## Entries
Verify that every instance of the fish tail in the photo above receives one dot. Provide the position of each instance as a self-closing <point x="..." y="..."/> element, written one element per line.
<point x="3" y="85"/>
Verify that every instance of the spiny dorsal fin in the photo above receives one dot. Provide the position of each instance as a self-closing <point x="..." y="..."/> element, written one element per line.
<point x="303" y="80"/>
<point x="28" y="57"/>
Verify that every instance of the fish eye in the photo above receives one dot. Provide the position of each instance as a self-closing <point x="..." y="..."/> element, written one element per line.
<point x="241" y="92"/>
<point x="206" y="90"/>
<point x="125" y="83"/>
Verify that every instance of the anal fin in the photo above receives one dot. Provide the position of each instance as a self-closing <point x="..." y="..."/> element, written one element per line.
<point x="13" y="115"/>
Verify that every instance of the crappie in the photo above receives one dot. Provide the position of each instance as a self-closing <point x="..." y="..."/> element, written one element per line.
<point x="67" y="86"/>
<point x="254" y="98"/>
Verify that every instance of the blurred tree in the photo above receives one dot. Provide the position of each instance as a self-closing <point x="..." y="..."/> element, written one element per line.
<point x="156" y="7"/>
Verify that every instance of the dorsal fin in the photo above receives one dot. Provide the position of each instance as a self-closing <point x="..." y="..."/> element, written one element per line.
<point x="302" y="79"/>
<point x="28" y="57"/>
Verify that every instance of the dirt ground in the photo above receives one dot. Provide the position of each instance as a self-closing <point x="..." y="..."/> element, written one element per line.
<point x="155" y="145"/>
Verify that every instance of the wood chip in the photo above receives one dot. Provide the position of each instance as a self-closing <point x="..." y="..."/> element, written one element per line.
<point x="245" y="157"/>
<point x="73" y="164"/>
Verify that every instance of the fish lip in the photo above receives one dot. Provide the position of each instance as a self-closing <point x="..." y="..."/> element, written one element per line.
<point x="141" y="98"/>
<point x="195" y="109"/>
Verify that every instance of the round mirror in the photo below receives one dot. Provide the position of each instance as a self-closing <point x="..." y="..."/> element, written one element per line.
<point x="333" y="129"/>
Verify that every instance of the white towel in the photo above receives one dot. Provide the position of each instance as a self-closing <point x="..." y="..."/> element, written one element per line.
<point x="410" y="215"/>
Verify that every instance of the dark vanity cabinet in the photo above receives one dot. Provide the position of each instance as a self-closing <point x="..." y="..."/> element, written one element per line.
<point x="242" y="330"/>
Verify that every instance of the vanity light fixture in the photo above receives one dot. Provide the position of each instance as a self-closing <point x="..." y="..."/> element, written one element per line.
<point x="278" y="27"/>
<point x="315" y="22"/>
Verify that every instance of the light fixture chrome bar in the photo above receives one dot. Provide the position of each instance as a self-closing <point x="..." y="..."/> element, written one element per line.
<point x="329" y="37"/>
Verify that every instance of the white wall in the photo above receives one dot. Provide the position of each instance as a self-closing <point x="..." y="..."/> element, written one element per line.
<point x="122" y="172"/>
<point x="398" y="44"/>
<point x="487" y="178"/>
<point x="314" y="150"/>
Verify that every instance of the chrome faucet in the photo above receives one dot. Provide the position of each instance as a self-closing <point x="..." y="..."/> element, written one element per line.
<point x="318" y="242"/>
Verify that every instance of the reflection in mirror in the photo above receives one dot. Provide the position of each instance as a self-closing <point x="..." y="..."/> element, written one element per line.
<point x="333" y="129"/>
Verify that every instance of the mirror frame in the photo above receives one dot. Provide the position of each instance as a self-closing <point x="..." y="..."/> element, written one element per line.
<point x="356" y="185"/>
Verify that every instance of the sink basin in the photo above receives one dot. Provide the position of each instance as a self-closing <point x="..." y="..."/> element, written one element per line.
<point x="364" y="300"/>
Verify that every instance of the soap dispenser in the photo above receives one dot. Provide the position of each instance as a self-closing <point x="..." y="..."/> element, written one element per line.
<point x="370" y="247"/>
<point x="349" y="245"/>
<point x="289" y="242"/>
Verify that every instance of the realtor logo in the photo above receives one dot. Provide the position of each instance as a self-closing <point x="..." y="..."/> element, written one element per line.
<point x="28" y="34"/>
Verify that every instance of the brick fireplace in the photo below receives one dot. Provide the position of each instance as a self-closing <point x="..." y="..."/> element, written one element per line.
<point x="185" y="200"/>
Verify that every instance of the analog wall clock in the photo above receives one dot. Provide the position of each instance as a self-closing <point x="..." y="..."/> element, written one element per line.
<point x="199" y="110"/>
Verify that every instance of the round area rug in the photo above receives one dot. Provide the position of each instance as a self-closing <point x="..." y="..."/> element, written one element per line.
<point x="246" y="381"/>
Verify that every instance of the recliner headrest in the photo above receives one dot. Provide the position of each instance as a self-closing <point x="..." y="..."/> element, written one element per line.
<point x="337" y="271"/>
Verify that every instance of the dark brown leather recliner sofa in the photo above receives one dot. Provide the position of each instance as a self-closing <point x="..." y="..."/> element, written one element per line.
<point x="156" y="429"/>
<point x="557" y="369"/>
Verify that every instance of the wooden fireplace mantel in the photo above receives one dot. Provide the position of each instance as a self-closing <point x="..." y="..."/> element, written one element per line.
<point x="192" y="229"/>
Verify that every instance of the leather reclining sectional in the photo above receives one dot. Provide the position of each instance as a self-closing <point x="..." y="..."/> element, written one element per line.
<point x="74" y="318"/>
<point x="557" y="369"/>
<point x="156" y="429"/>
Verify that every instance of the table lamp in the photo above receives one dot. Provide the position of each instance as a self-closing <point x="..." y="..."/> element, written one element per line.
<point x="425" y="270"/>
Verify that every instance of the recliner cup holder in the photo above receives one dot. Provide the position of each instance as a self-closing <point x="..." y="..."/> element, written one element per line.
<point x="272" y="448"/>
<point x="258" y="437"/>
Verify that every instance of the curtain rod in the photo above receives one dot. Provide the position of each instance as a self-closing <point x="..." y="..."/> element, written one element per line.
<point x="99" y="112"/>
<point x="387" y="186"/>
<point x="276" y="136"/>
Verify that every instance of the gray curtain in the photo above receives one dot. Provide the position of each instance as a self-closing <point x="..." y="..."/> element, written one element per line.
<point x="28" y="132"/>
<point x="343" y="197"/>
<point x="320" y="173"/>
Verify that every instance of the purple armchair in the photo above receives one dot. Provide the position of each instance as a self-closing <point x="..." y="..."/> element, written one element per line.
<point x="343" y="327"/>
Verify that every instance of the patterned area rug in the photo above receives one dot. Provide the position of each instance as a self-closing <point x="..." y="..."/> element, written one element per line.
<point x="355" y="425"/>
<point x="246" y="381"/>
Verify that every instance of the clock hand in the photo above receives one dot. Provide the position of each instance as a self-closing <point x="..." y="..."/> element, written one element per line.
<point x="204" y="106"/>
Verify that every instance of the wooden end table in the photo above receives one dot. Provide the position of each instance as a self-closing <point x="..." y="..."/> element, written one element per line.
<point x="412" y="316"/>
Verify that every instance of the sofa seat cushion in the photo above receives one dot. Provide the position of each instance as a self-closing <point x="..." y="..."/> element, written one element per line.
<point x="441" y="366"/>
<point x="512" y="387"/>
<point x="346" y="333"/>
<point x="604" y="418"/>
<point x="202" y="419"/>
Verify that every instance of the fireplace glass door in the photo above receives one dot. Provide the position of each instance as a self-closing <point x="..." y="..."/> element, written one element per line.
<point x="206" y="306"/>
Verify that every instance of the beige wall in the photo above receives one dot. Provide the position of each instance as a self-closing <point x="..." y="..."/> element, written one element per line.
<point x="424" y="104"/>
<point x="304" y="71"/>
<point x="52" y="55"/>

## Given task
Retype the data exactly as given.

## Exercise result
Verify that every instance of the fish tail in the photo above receives one dot. Provide the position of each instance as a self-closing <point x="..." y="..."/> element, written one element per line.
<point x="3" y="85"/>
Verify that every instance of the spiny dorsal fin in the photo above receives one dot. Provide the position of each instance as a self-closing <point x="..." y="..."/> element, written one element per line.
<point x="303" y="80"/>
<point x="28" y="57"/>
Verify that every instance of the fish eye in the photo above receives one dot. Provide the position of each instance as a self-closing <point x="..." y="..."/> element, written one element per line.
<point x="241" y="92"/>
<point x="206" y="90"/>
<point x="125" y="83"/>
Verify that every instance of the anal fin in the photo above receives one dot. Provide the position of each instance as a self-closing <point x="..." y="..."/> element, written one element per line.
<point x="13" y="115"/>
Verify that every instance of the crappie in the photo above receives one dot. Provide the position of each instance as a self-closing <point x="..." y="..."/> element, written one element per line.
<point x="67" y="86"/>
<point x="254" y="98"/>
Verify that every instance of the blurred tree in the photo above receives one dot. Provide the position of each instance as a self-closing <point x="..." y="..."/> element, written one element per line.
<point x="156" y="7"/>
Verify that every instance of the dorsal fin in the photo above receives one dot. Provide the position of each instance as a self-closing <point x="..." y="..."/> element, written one element per line.
<point x="302" y="79"/>
<point x="28" y="57"/>
Verify that every instance of the dirt ground in the photo above receives one dot. Provide the position of each instance as a self-closing <point x="..." y="..."/> element, written one element per line.
<point x="155" y="145"/>
Verify that every instance of the wood chip in the photo above receives one dot. Provide the position of each instance as a self-closing <point x="..." y="..."/> element, written one element per line.
<point x="245" y="157"/>
<point x="73" y="164"/>
Verify that every instance of the fish lip in the photo above receives one dot. Provide the position of each instance as a self-closing <point x="..." y="..."/> element, written one element per line.
<point x="141" y="98"/>
<point x="195" y="109"/>
Verify that every instance of the round mirror in the photo below receives one dot. Provide the position of each instance as a self-closing <point x="..." y="..."/> element, written one element per line.
<point x="333" y="129"/>
Verify that every instance of the white towel in the photo above receives one dot. Provide the position of each instance as a self-closing <point x="..." y="..."/> element, written one element per line.
<point x="410" y="215"/>
Verify that every instance of the dark vanity cabinet in the photo above receives one dot. Provide the position of each instance as a self-closing <point x="..." y="..."/> element, written one element per line.
<point x="242" y="330"/>
Verify that every instance of the vanity light fixture in the photo above receives one dot. Provide the position of each instance as a self-closing <point x="..." y="..."/> element, written one element per line.
<point x="278" y="27"/>
<point x="315" y="22"/>
Verify that every instance of the light fixture chrome bar in the photo above receives one dot. Provide the position of each instance as a self-closing <point x="..." y="..."/> element, written one element per line.
<point x="329" y="37"/>
Verify that every instance of the white wall in the photo above receives one dot. Provide the position of each instance as a self-closing <point x="..." y="..."/> element, written one element per line.
<point x="122" y="172"/>
<point x="398" y="44"/>
<point x="487" y="178"/>
<point x="314" y="150"/>
Verify that every instance of the chrome faucet in the photo above receives one dot. Provide the position of each instance as a self-closing <point x="..." y="..."/> element, written one element per line.
<point x="318" y="242"/>
Verify that every instance of the reflection in mirror in the photo above receives one dot. Provide the position of each instance as a self-closing <point x="..." y="..."/> element, written one element per line.
<point x="333" y="129"/>
Verify that every instance of the mirror frame in the photo above receives one dot. Provide the position of each instance as a self-closing <point x="..." y="..."/> element, written one element per line.
<point x="356" y="185"/>
Verify that every instance of the sink basin in the photo above receives one dot. Provide the position of each instance as a self-closing <point x="..." y="..."/> element, written one element per line.
<point x="364" y="300"/>
Verify that every instance of the soap dispenser in the photo above receives one dot. Provide the position of each instance as a self-closing <point x="..." y="..."/> element, written one element per line.
<point x="370" y="247"/>
<point x="349" y="245"/>
<point x="289" y="242"/>
Verify that every instance of the realtor logo in the photo above receives one dot. Provide the position of each instance as a self-closing <point x="..." y="..."/> element, written one element per line.
<point x="28" y="34"/>
Verify that every instance of the brick fireplace in the photo below receives one dot. Provide the position of each instance as a self-closing <point x="..." y="..."/> element, written one element per line.
<point x="185" y="200"/>
Verify that every instance of the analog wall clock in the photo above receives one dot. Provide the position of each instance as a self-closing <point x="..." y="..."/> element, written one element per line.
<point x="199" y="110"/>
Verify that every instance of the round area rug in the photo above receives one dot. Provide the position of each instance as a self-closing <point x="..." y="..."/> element, written one element per line.
<point x="246" y="381"/>
Verify that every instance of the recliner headrest in the photo above receives one dot. Provide the position of each instance as a self-closing <point x="..." y="..."/> element, written one element per line.
<point x="337" y="271"/>
Verify that every instance of the dark brown leather recliner sofa in the photo above receives one dot. Provide the position of each instance as a self-closing <point x="..." y="..."/> element, written one element per line.
<point x="156" y="429"/>
<point x="557" y="369"/>
Verify that every instance of the wooden fireplace mantel in the photo above receives one dot. Provide the position of each instance as a self-closing <point x="..." y="..."/> element, written one element per line.
<point x="192" y="229"/>
Verify that every instance of the leather reclining sectional in the photo above receives one dot. Provide the position of each instance as a self-closing <point x="..." y="..."/> element, written one element per line.
<point x="74" y="318"/>
<point x="557" y="369"/>
<point x="156" y="429"/>
Verify that every instance of the table lamp in the photo above receives one dot. Provide the position of each instance as a self-closing <point x="..." y="..."/> element, written one element per line.
<point x="425" y="270"/>
Verify that every instance of the recliner cup holder in the photo above receives one dot. Provide the position of each instance as a self-closing <point x="..." y="..."/> element, written one element per line.
<point x="272" y="448"/>
<point x="258" y="437"/>
Verify that every instance of the curtain rod in the photo above receives one dot. Provide the position of each instance as a self-closing <point x="..." y="..."/> element, written one element per line.
<point x="99" y="112"/>
<point x="387" y="186"/>
<point x="276" y="136"/>
Verify that every instance of the gray curtain in the photo above receives one dot. Provide the position of each instance as a self-closing <point x="..." y="..."/> element, written one element per line.
<point x="28" y="132"/>
<point x="343" y="197"/>
<point x="320" y="173"/>
Verify that every instance of the purple armchair in the photo above receives one dot. Provide the position of each instance as a self-closing <point x="..." y="..."/> element, written one element per line.
<point x="343" y="327"/>
Verify that every instance of the patterned area rug in the photo above receives one dot. Provide the position of each instance as a self-closing <point x="..." y="..."/> element, written one element per line.
<point x="355" y="425"/>
<point x="246" y="381"/>
Verify that every instance of the clock hand in the photo above receives one dot. Provide the position of each instance as a self-closing <point x="..." y="..."/> element, written one element per line.
<point x="204" y="106"/>
Verify that every instance of the wooden end table in the photo above receives one dot. Provide the position of each instance as a self-closing <point x="..." y="..."/> element, written one element per line.
<point x="412" y="316"/>
Verify that every instance of the sofa seat cushion in the photo above receives one dot. Provide the position of each instance as a self-closing <point x="..." y="..."/> element, written one element per line.
<point x="441" y="366"/>
<point x="512" y="387"/>
<point x="346" y="333"/>
<point x="604" y="418"/>
<point x="202" y="419"/>
Verify that every instance of the fireplace glass door in the photo above receives one dot. Provide the position of each instance as a self-closing <point x="..." y="..."/> element, written one element per line.
<point x="206" y="306"/>
Verify that every instance of the beige wall in the photo above receives one dot. Provide the position of each instance as a self-closing <point x="..." y="..."/> element, written one element per line.
<point x="424" y="104"/>
<point x="304" y="71"/>
<point x="52" y="55"/>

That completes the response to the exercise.